Which lines in the data below contain the string "bare"? List every such line in full, treating uppercase and lowercase as different.

Location annotation dataset excerpts
**********
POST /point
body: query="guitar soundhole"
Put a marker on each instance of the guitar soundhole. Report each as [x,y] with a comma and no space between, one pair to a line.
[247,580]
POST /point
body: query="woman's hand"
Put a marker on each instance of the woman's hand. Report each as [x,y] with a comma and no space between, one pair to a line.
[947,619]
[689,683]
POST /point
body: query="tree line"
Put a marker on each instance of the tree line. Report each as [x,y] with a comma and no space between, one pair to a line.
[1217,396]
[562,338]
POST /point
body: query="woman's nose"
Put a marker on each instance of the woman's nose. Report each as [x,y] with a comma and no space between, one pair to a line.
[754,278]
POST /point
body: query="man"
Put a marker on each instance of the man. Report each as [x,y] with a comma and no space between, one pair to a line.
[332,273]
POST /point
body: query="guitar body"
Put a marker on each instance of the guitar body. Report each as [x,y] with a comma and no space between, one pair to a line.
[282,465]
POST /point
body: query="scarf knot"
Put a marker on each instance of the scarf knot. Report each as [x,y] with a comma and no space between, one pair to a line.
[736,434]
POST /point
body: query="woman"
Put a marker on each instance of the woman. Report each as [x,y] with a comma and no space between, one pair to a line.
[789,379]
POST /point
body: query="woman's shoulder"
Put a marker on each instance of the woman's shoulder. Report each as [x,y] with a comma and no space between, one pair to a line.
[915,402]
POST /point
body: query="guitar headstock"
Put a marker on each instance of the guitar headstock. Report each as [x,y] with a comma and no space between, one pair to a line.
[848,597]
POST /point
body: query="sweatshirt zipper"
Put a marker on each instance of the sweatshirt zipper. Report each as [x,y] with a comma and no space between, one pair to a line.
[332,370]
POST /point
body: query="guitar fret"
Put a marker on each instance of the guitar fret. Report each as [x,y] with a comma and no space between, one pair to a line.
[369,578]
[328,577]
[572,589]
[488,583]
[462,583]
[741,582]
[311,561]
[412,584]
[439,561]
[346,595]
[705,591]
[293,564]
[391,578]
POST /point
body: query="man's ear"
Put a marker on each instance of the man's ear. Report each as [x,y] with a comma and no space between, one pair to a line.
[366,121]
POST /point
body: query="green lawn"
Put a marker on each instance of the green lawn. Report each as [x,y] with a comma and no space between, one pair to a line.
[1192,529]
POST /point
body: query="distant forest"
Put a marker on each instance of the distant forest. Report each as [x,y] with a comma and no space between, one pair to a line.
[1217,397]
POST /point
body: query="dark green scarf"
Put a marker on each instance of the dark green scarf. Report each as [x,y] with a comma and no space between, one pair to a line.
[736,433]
**********
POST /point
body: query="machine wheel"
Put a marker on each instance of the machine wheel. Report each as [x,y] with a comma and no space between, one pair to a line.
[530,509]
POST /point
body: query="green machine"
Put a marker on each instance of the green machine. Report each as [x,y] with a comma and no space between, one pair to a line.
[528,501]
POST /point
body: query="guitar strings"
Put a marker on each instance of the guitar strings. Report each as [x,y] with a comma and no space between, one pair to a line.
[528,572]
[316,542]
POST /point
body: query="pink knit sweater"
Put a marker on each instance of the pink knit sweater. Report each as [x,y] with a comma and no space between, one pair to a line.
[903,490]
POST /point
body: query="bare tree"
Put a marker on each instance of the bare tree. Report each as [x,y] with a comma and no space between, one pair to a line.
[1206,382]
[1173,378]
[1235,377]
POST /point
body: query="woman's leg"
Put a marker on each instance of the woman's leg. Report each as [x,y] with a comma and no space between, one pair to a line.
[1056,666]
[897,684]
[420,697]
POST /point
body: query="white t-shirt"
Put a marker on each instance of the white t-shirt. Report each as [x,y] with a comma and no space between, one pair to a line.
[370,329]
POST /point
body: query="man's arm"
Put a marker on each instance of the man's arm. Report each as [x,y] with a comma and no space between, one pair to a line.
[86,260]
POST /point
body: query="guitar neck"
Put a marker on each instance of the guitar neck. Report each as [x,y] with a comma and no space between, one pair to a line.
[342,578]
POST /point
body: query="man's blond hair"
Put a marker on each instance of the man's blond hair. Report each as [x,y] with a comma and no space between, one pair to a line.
**********
RESPONSE TO THE EXERCISE
body: query="bare tree"
Put a marker on each instance of the bare tree. Report each as [x,y] with a comma and no space between, one pair to a line.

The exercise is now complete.